**To do:** Begin the copy at the line containing "Pinpoint the curled" in the data below and end it at the line containing "Pinpoint the brown", keeping each line exact and leaving out pictures.

**Dataset records:**
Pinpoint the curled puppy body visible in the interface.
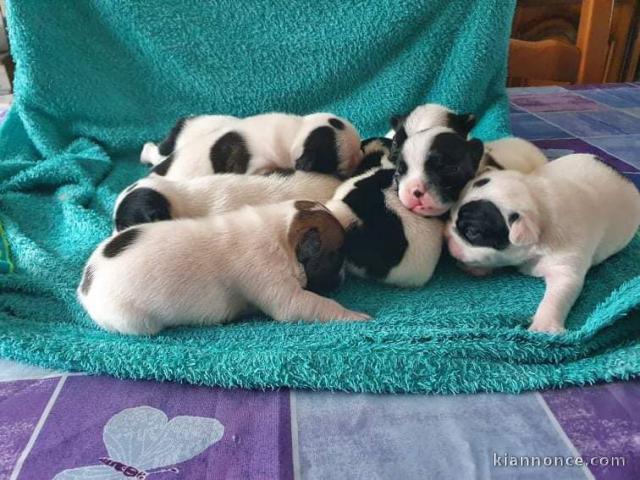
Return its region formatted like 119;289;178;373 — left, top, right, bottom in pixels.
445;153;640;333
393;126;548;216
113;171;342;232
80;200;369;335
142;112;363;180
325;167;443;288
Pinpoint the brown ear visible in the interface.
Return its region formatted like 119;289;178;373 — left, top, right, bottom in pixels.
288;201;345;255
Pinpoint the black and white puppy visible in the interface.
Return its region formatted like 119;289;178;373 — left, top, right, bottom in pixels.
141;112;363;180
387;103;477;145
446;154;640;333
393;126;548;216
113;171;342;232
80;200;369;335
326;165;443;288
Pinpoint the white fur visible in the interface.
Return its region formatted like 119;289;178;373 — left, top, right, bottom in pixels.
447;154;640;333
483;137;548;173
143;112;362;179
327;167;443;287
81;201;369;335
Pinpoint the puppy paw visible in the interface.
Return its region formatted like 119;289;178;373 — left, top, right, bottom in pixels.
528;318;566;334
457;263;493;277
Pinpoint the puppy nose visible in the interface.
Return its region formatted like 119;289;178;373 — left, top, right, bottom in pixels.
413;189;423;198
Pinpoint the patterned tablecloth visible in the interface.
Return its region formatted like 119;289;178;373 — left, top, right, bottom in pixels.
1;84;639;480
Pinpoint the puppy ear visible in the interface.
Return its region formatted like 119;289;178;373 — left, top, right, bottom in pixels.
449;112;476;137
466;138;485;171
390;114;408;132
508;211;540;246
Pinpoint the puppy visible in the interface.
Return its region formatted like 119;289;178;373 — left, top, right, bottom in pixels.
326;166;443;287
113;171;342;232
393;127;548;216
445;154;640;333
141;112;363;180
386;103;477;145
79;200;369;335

...

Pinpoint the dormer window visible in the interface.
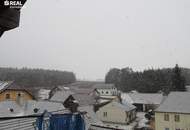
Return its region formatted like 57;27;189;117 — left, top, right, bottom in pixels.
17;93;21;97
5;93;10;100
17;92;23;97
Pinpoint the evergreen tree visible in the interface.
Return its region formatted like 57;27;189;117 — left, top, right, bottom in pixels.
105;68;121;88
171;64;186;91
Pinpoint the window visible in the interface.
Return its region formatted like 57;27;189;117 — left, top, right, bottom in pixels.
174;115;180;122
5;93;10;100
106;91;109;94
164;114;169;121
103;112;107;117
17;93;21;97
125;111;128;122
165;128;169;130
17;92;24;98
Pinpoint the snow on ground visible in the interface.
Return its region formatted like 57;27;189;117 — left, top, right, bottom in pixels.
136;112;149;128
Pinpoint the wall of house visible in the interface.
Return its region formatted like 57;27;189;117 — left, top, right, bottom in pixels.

---

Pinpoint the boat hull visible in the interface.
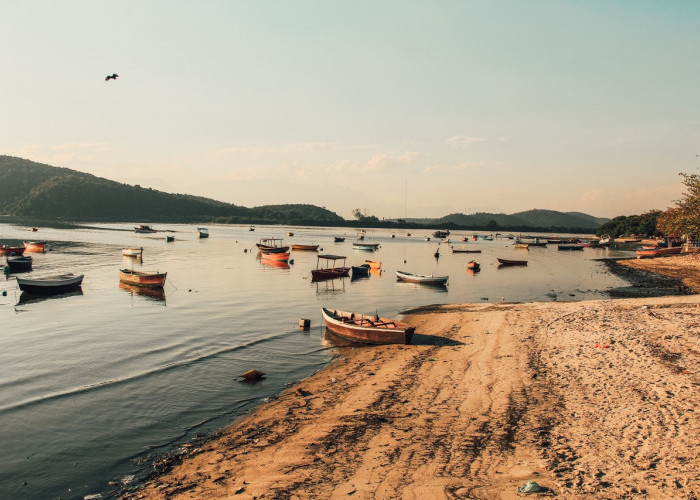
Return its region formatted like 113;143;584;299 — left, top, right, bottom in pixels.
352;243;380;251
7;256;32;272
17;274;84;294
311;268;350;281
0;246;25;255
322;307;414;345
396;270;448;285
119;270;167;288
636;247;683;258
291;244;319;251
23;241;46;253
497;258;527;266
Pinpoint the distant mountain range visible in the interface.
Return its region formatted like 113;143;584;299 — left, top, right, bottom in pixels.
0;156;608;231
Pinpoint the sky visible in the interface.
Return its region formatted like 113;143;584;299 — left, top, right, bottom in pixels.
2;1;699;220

**Response to this exercise:**
Pinpoint the curled puppy body visible in the interface.
Return its region formatted like 119;289;178;373 — left, top, right, bottom in pixels.
445;153;640;333
393;126;548;216
113;171;342;232
80;200;369;335
142;112;363;180
325;167;443;288
Pinpoint the brown ear visible in the interface.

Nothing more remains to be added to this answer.